→ **SOURCE EXCERPT**
########################################

Debt and Preferred Stock - Gains and losses on reacquisition of
debt are deferred and amortized over the remaining term of the
reacquired debt in accordance with rate-making treatment.  If the
debt is refinanced, the reacquisition costs are deferred and
amortized over the term of the replacement debt commensurate with
their recovery in rates.

Discount or premium and expenses of debt issuances are amortized
over the term of the related debt, with the amortization included
in interest charges.

Redemption premiums paid to reacquire preferred stock are included
in paid-in capital and amortized to retained earnings commensurate
with their recovery in rates.  The excess of par value over costs
of preferred stock reacquired is credited to paid-in capital and
amortized to retained earnings.

Other Plant - Other plant is comprised primarily of the plant and
its related construction work in progress for midstream gas
operations, an Australian distribution company and a Chinese
generation project.

Other Property and Investments - Other property and investments are
comprised primarily of nuclear decommissioning and spent nuclear
fuel disposal trust funds; licenses for operating franchises and
goodwill for the Australian distribution company; amounts for
corporate owned life insurance and a related disputed tax payment;
and the investment in Yorkshire and Pacific Hydro which are
accounted for under the equity method of accounting.  Securities
held in trust funds for decommissioning nuclear facilities and for
the disposal of spent nuclear fuel are recorded at market value in
accordance with SFAS 115, "Accounting for Certain Investments in
Debt and Equity Securities."  Securities in the trust funds have
been classified as available-for-sale due to their long-term
purpose.  Unrealized gains and losses from securities in these
trust funds are not reported in equity but result in adjustments to
the liability account for the nuclear decommissioning trust funds
and to regulatory assets or liabilities for the spent nuclear fuel
disposal trust funds.  Excluding decommissioning and spent nuclear
fuel disposal trust funds and the investment in Yorkshire and
Pacific Hydro, other property and investments are stated at cost.

########################################

→ **EXTRACTED INFORMATION**
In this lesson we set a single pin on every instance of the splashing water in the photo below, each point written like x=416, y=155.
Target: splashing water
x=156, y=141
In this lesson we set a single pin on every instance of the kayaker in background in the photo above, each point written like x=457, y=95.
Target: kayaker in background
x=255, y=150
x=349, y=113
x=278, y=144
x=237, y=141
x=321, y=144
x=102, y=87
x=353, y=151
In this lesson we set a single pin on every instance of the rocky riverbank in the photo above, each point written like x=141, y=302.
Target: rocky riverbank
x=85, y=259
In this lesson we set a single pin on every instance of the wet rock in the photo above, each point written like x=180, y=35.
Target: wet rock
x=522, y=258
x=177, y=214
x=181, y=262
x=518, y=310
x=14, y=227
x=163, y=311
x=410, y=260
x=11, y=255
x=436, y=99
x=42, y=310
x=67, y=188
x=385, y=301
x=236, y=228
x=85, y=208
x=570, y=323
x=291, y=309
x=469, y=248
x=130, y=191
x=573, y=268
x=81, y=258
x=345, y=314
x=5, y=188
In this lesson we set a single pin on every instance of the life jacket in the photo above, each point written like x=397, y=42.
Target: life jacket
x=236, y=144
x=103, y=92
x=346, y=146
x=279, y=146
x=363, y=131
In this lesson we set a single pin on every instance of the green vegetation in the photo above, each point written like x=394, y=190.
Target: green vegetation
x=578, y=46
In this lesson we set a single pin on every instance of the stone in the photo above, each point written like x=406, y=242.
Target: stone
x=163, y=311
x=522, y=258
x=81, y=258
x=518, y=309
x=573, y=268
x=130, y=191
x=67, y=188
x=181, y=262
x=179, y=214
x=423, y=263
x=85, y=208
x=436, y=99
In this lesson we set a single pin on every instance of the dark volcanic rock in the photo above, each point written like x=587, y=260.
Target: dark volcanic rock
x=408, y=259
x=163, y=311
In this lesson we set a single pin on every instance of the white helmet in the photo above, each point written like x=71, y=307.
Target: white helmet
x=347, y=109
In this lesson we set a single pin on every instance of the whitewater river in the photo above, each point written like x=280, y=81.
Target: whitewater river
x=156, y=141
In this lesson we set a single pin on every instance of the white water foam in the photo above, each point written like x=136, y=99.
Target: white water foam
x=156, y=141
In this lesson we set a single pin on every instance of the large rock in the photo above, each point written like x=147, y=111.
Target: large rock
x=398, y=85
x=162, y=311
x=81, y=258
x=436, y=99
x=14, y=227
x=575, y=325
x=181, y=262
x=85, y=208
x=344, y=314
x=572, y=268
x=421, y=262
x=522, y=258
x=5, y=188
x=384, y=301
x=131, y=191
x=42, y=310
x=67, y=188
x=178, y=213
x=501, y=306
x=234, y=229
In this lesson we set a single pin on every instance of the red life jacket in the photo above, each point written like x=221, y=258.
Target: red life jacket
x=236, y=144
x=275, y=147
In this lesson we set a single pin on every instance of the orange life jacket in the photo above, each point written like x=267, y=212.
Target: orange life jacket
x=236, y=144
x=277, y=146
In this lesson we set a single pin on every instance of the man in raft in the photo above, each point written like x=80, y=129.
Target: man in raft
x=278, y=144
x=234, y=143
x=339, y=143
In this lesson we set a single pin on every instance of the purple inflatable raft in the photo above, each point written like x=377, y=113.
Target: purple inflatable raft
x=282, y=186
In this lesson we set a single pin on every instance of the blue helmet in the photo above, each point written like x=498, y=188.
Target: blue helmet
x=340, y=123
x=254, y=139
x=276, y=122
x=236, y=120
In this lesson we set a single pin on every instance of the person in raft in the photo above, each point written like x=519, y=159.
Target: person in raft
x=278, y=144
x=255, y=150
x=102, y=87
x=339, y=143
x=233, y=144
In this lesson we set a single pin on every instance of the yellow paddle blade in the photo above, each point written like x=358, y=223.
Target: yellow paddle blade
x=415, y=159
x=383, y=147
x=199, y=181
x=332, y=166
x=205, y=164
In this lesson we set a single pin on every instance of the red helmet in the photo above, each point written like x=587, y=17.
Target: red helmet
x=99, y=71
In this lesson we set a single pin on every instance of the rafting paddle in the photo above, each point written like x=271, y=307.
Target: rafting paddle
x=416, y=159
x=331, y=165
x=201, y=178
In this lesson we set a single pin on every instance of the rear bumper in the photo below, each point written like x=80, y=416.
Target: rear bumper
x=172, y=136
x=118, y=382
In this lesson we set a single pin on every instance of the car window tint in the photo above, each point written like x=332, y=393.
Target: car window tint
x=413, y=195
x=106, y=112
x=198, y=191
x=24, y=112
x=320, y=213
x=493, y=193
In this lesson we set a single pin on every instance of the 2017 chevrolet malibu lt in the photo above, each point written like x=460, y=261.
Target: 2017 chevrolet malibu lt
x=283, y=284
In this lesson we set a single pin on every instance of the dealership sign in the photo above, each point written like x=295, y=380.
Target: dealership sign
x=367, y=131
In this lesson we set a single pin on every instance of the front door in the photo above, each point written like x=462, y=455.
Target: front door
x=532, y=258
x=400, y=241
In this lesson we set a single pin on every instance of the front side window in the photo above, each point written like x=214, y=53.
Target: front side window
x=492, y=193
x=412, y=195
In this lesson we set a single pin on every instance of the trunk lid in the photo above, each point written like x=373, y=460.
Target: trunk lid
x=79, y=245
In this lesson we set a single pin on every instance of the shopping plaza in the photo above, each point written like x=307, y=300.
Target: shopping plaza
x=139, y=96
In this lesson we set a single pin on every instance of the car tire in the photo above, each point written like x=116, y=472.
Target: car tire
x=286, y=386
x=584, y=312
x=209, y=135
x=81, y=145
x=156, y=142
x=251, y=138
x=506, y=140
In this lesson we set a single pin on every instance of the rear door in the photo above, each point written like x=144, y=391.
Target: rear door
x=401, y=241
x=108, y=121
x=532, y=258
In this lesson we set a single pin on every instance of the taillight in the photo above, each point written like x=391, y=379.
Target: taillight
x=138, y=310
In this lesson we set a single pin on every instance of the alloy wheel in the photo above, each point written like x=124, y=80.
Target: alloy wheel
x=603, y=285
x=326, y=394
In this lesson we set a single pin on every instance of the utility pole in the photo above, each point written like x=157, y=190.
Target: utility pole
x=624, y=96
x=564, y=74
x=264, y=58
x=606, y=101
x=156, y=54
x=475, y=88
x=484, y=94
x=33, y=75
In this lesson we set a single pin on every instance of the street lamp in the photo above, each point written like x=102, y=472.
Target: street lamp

########################################

→ **REQUIRED WORK**
1) In the accounting policy excerpt, retype the passage from "Discount or premium" up to and including "to retained earnings.".
2) Decide whether each statement agrees with the accounting policy excerpt, answering yes or no and quoting the deciding words: (a) Discount or premium and expenses of debt issuances are amortized over the term of the related debt. (b) Unrealized gains and losses from securities in the nuclear trust funds are reported in equity. (c) Securities in the trust funds are classified as held-to-maturity.

→ **SOLUTION LIST**
1)
Discount or premium and expenses of debt issuances are amortized
over the term of the related debt, with the amortization included
in interest charges.

Redemption premiums paid to reacquire preferred stock are included
in paid-in capital and amortized to retained earnings commensurate
with their recovery in rates.  The excess of par value over costs
of preferred stock reacquired is credited to paid-in capital and
amortized to retained earnings.

2)
(a) Yes: "Discount or premium and expenses of debt issuances are amortized over the term of the related debt"
(b) No: "Unrealized gains and losses from securities in these trust funds are not reported in equity"
(c) No: "Securities in the trust funds have been classified as available-for-sale due to their long-term purpose"